PROBLEM TO SOLVE: Collect each line from the items below that contains the string "plant".

━━ DATA SHOWN ━━

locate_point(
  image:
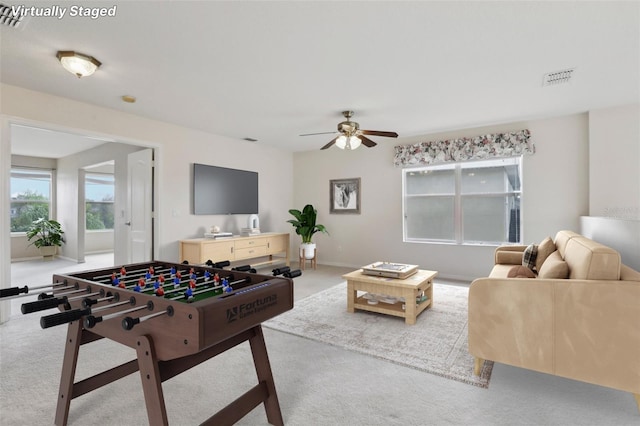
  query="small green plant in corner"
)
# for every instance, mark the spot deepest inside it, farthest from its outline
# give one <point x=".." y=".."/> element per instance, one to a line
<point x="45" y="233"/>
<point x="305" y="223"/>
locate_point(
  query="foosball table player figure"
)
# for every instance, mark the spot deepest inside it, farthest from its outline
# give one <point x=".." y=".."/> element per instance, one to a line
<point x="175" y="316"/>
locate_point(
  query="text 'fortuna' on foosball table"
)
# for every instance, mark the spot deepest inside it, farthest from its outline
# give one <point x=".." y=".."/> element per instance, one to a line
<point x="175" y="316"/>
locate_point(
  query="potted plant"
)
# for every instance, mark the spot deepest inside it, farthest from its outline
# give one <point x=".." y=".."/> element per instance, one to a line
<point x="46" y="235"/>
<point x="305" y="225"/>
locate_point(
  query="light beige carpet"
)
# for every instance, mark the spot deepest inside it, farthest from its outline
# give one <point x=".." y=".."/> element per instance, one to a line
<point x="436" y="344"/>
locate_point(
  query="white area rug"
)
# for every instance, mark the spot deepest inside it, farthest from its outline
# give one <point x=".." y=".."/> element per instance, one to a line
<point x="436" y="344"/>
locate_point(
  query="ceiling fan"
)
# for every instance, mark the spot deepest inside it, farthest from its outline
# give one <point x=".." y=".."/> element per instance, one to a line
<point x="351" y="136"/>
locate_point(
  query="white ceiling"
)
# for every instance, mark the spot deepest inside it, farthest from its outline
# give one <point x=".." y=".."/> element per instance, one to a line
<point x="274" y="70"/>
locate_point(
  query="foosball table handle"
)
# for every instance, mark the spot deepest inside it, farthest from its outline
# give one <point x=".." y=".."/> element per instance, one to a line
<point x="63" y="317"/>
<point x="41" y="305"/>
<point x="13" y="291"/>
<point x="128" y="323"/>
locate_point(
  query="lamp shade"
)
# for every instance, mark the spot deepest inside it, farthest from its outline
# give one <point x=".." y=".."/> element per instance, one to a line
<point x="77" y="63"/>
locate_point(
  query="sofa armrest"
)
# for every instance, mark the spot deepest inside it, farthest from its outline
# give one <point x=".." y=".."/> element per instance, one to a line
<point x="509" y="255"/>
<point x="597" y="332"/>
<point x="511" y="322"/>
<point x="585" y="330"/>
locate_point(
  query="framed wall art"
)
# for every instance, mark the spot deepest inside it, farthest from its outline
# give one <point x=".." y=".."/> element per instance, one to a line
<point x="344" y="195"/>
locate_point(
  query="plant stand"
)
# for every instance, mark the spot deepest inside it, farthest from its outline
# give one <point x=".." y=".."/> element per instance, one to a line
<point x="303" y="258"/>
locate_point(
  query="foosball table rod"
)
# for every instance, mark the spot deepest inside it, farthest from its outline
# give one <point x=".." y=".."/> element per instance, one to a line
<point x="53" y="301"/>
<point x="26" y="290"/>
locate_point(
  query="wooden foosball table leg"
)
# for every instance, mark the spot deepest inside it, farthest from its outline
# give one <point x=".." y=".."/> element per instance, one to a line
<point x="65" y="395"/>
<point x="151" y="381"/>
<point x="263" y="370"/>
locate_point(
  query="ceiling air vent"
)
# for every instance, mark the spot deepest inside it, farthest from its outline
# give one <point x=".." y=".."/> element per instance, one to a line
<point x="8" y="18"/>
<point x="558" y="77"/>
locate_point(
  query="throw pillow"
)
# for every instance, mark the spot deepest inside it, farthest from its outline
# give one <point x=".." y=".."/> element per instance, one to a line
<point x="529" y="256"/>
<point x="520" y="271"/>
<point x="554" y="267"/>
<point x="545" y="248"/>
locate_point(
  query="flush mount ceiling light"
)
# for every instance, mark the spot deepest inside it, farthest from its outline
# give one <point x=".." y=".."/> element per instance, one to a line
<point x="77" y="63"/>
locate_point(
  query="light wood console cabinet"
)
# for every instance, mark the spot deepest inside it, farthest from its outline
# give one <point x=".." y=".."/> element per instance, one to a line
<point x="199" y="250"/>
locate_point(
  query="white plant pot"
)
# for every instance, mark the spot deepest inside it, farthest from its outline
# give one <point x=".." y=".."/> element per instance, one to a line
<point x="48" y="252"/>
<point x="308" y="250"/>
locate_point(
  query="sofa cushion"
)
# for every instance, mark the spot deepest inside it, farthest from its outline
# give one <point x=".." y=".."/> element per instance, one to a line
<point x="628" y="274"/>
<point x="500" y="271"/>
<point x="529" y="256"/>
<point x="520" y="271"/>
<point x="554" y="267"/>
<point x="545" y="248"/>
<point x="590" y="260"/>
<point x="509" y="255"/>
<point x="562" y="238"/>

━━━

WRITTEN ANSWER:
  query="small green plant in corner"
  query="potted plant"
  query="plant stand"
  query="white plant pot"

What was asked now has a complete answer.